[Entries taken from a collection]

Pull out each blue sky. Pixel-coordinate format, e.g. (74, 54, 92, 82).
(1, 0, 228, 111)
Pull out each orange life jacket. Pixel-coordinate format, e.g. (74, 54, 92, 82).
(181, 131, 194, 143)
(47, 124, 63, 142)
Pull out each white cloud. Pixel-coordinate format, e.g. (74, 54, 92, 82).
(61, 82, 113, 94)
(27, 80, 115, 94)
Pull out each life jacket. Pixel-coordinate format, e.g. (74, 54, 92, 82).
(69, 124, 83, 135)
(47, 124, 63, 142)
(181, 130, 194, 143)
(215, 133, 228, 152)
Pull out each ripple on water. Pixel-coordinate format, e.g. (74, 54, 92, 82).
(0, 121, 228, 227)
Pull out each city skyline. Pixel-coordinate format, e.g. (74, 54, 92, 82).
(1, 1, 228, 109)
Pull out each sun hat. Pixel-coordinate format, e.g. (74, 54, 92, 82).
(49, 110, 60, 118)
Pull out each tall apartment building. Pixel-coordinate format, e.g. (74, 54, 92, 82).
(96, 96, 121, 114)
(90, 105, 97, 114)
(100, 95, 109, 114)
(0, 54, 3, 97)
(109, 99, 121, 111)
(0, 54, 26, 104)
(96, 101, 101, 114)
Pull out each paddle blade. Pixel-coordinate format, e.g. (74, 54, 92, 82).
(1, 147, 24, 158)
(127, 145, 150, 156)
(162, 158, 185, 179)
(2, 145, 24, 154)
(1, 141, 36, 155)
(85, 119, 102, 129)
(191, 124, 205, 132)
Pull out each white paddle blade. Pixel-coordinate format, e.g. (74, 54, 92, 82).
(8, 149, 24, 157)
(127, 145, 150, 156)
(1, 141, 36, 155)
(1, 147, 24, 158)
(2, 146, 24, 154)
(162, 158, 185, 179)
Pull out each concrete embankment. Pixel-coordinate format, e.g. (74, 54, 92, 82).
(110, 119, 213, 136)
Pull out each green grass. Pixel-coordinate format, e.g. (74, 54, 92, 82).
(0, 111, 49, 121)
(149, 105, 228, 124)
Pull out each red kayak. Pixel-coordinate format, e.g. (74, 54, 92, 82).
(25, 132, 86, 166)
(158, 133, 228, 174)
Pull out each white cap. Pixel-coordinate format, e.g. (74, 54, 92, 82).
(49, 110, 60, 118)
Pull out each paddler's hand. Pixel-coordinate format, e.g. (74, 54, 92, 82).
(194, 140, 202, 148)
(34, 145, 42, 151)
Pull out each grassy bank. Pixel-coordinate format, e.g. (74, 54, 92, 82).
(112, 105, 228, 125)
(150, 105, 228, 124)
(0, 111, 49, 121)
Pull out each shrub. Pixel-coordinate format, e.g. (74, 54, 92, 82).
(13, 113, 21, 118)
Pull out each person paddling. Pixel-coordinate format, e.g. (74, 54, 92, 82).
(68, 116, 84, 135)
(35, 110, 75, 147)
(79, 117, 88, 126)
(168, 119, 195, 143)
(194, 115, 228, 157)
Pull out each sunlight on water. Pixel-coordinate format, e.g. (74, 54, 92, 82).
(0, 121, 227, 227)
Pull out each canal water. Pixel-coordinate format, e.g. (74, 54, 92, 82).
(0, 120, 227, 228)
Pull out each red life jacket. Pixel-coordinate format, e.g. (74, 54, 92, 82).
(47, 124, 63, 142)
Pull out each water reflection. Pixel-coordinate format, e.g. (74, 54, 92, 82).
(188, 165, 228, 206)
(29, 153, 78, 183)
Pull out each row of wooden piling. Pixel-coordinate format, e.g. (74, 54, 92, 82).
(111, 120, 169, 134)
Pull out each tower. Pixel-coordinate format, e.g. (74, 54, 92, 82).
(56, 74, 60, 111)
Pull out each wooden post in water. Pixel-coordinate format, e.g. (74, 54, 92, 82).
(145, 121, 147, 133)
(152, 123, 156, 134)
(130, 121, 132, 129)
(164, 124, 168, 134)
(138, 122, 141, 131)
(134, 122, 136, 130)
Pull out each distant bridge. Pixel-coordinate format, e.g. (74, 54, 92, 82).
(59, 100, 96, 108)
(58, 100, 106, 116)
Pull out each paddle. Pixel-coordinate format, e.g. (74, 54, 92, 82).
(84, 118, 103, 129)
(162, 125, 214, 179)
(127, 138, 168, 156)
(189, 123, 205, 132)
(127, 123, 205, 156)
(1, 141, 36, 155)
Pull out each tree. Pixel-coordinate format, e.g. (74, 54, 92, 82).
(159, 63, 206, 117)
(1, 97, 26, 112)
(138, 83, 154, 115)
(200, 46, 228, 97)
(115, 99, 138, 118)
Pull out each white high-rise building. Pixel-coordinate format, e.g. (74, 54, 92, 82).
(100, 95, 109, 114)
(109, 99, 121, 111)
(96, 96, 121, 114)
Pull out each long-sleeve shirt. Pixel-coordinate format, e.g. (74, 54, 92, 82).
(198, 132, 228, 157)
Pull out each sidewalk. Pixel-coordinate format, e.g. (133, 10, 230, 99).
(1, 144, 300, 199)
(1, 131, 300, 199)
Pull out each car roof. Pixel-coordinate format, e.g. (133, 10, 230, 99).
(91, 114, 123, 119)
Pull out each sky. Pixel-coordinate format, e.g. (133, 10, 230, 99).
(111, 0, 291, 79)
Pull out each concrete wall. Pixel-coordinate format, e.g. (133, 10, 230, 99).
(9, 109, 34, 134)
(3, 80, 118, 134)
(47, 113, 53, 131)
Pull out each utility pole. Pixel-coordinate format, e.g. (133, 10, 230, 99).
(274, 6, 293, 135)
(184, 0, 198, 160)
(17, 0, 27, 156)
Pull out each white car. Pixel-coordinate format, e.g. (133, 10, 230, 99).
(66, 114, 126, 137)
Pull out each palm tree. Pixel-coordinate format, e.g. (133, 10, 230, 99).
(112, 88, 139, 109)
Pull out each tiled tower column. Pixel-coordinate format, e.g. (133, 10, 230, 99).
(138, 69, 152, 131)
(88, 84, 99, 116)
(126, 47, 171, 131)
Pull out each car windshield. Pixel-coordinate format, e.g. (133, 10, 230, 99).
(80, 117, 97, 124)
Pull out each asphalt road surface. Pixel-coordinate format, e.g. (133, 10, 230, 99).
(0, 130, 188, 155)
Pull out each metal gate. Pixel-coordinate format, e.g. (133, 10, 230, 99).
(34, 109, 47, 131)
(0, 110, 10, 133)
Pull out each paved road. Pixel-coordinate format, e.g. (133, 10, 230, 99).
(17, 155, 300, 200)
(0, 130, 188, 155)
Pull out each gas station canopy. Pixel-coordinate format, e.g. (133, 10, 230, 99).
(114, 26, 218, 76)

### Your instructions
Copy out all the records exactly.

### Output of the task
Pull out each blue sky. Pixel-coordinate format, e.g. (74, 54, 92, 82).
(1, 0, 228, 111)
Pull out each orange life jacket. Pixel-coordinate format, e.g. (74, 54, 92, 82).
(181, 131, 194, 143)
(47, 124, 63, 142)
Pull out each white cloud. Pixel-coordinate format, e.g. (74, 54, 92, 82).
(61, 82, 113, 94)
(27, 80, 115, 94)
Pull out each life jacket. Pixel-coordinate format, e.g. (74, 54, 92, 82).
(69, 124, 83, 135)
(47, 124, 63, 142)
(181, 130, 194, 143)
(215, 133, 228, 152)
Pull out each ripple on water. Pixel-coordinate format, e.g. (74, 54, 92, 82).
(0, 121, 228, 227)
Pull out each city skyline. Pixel-coordinate format, e.g. (74, 54, 92, 82).
(1, 1, 228, 109)
Pull out each sun hat. Pixel-coordinate format, e.g. (74, 54, 92, 82).
(49, 110, 60, 118)
Pull out each tall apartment building. Pixel-coordinate format, e.g. (74, 54, 92, 82).
(96, 96, 121, 114)
(90, 105, 97, 114)
(100, 95, 109, 114)
(0, 54, 3, 97)
(109, 99, 121, 111)
(0, 54, 26, 104)
(96, 101, 101, 114)
Pull out each paddle blade. Pixel-coordinate format, e.g. (74, 54, 92, 82).
(1, 147, 24, 158)
(127, 145, 150, 156)
(162, 158, 185, 179)
(2, 145, 24, 154)
(1, 141, 36, 155)
(85, 119, 102, 129)
(191, 124, 205, 132)
Pull out each white paddle blade. Pixel-coordinate format, e.g. (74, 54, 92, 82).
(8, 149, 24, 157)
(127, 145, 150, 156)
(1, 141, 36, 155)
(1, 147, 24, 158)
(2, 146, 24, 154)
(162, 158, 185, 179)
Pull out each concrete embankment. Pixel-coordinate format, e.g. (74, 54, 92, 82).
(110, 119, 213, 136)
Pull out each green grass. Pixel-coordinate format, e.g. (74, 54, 92, 82).
(0, 111, 49, 121)
(149, 105, 228, 124)
Pull out each red kayak. Pixel-coordinate format, e.g. (74, 54, 92, 82).
(25, 132, 86, 166)
(158, 133, 228, 174)
Pull out each white cap. Pixel-coordinate format, e.g. (74, 54, 92, 82).
(49, 110, 60, 118)
Pull out each paddler's hand. Pixel-coordinate format, e.g. (74, 54, 92, 82).
(194, 140, 202, 148)
(34, 145, 42, 151)
Pull out each grassy bank. Pixel-coordinate format, e.g. (74, 54, 92, 82).
(112, 105, 228, 125)
(150, 105, 228, 124)
(0, 111, 49, 121)
Pull out each shrub. Pixel-coordinate format, e.g. (74, 54, 92, 82).
(13, 113, 21, 118)
Pull out each person paddling. Pixel-coordinate format, e.g. (74, 54, 92, 82).
(68, 116, 84, 135)
(35, 110, 75, 147)
(79, 117, 88, 126)
(168, 119, 195, 143)
(194, 115, 228, 157)
Pull out each sunlight on water. Pixel-coordinate format, e.g. (74, 54, 92, 82).
(0, 121, 227, 227)
Pull out each canal water. Pixel-coordinate format, e.g. (74, 54, 92, 82).
(0, 120, 227, 228)
Pull out each red life jacket. Pixel-coordinate format, e.g. (74, 54, 92, 82).
(47, 124, 63, 142)
Pull out each water reflection. Pixel-coordinate format, e.g. (74, 54, 92, 82).
(188, 165, 228, 206)
(29, 153, 78, 183)
Pull out each row of wooden piling. Pixel-coordinate format, e.g. (74, 54, 92, 82).
(111, 120, 169, 134)
Pull out each tower. Pixel-coordinate format, e.g. (74, 54, 92, 82).
(56, 74, 60, 111)
Pull out each wooden post in water. Pixel-coordinate format, e.g. (74, 54, 92, 82).
(145, 121, 147, 133)
(152, 123, 156, 134)
(130, 121, 132, 129)
(164, 124, 168, 134)
(138, 122, 141, 131)
(134, 122, 136, 130)
Pull out each distant bridge. Pixel-coordinate format, e.g. (74, 54, 92, 82).
(59, 100, 96, 108)
(58, 100, 106, 116)
Pull out each paddle. Pixel-coordinate format, e.g. (74, 54, 92, 82).
(84, 118, 103, 129)
(162, 125, 214, 179)
(127, 138, 168, 156)
(189, 123, 205, 132)
(127, 123, 205, 156)
(1, 141, 36, 155)
Pull out each tree. Pixel-coordinate format, e.g. (74, 54, 92, 82).
(159, 63, 206, 117)
(1, 97, 26, 112)
(138, 83, 154, 115)
(200, 46, 228, 97)
(115, 99, 138, 118)
Pull out each white high-rise building. Pixel-coordinate format, e.g. (74, 54, 92, 82).
(100, 95, 109, 114)
(109, 99, 121, 111)
(96, 96, 121, 114)
Pull out each long-sleeve shirt. Pixel-coordinate format, e.g. (74, 54, 92, 82).
(198, 132, 228, 157)
Pull out each sidewalk. Pixel-coordinate format, e.g. (133, 10, 230, 99).
(1, 144, 300, 199)
(1, 131, 300, 199)
Pull out each car roof. Pixel-coordinate format, e.g. (133, 10, 230, 99).
(91, 114, 123, 119)
Pull out each sky. Pixel-coordinate format, e.g. (133, 10, 230, 99).
(111, 0, 291, 79)
Pull out each concrete wall. Pixel-coordinate format, e.g. (133, 10, 230, 99).
(9, 109, 34, 134)
(3, 80, 118, 134)
(47, 113, 53, 131)
Pull out each utility pole. Pixel-coordinate format, e.g. (133, 10, 230, 99).
(274, 6, 293, 135)
(184, 0, 198, 160)
(17, 0, 27, 156)
Pull out each white car. Pixel-coordinate format, e.g. (133, 10, 230, 99).
(66, 114, 126, 137)
Pull out each palm tree. Pixel-coordinate format, e.g. (133, 10, 230, 99).
(112, 88, 139, 109)
Pull out each tiled tower column. Pixel-coordinate format, e.g. (133, 10, 230, 99).
(138, 69, 152, 131)
(88, 84, 99, 116)
(126, 47, 171, 131)
Pull out each car windshield. Pixel-coordinate format, e.g. (133, 10, 230, 99).
(80, 117, 97, 124)
Pull out each asphalt road surface. Pixel-coordinate format, e.g. (133, 10, 230, 99).
(0, 130, 188, 155)
Pull out each metal gate. Pixel-coordinate format, e.g. (133, 10, 230, 99).
(34, 109, 47, 131)
(0, 110, 10, 133)
Pull out each paved road. Pixel-coordinate format, e.g. (133, 10, 230, 99).
(17, 155, 300, 200)
(0, 130, 188, 155)
Pull out each gas station canopy. Pixel-coordinate format, e.g. (133, 10, 230, 99).
(114, 26, 218, 76)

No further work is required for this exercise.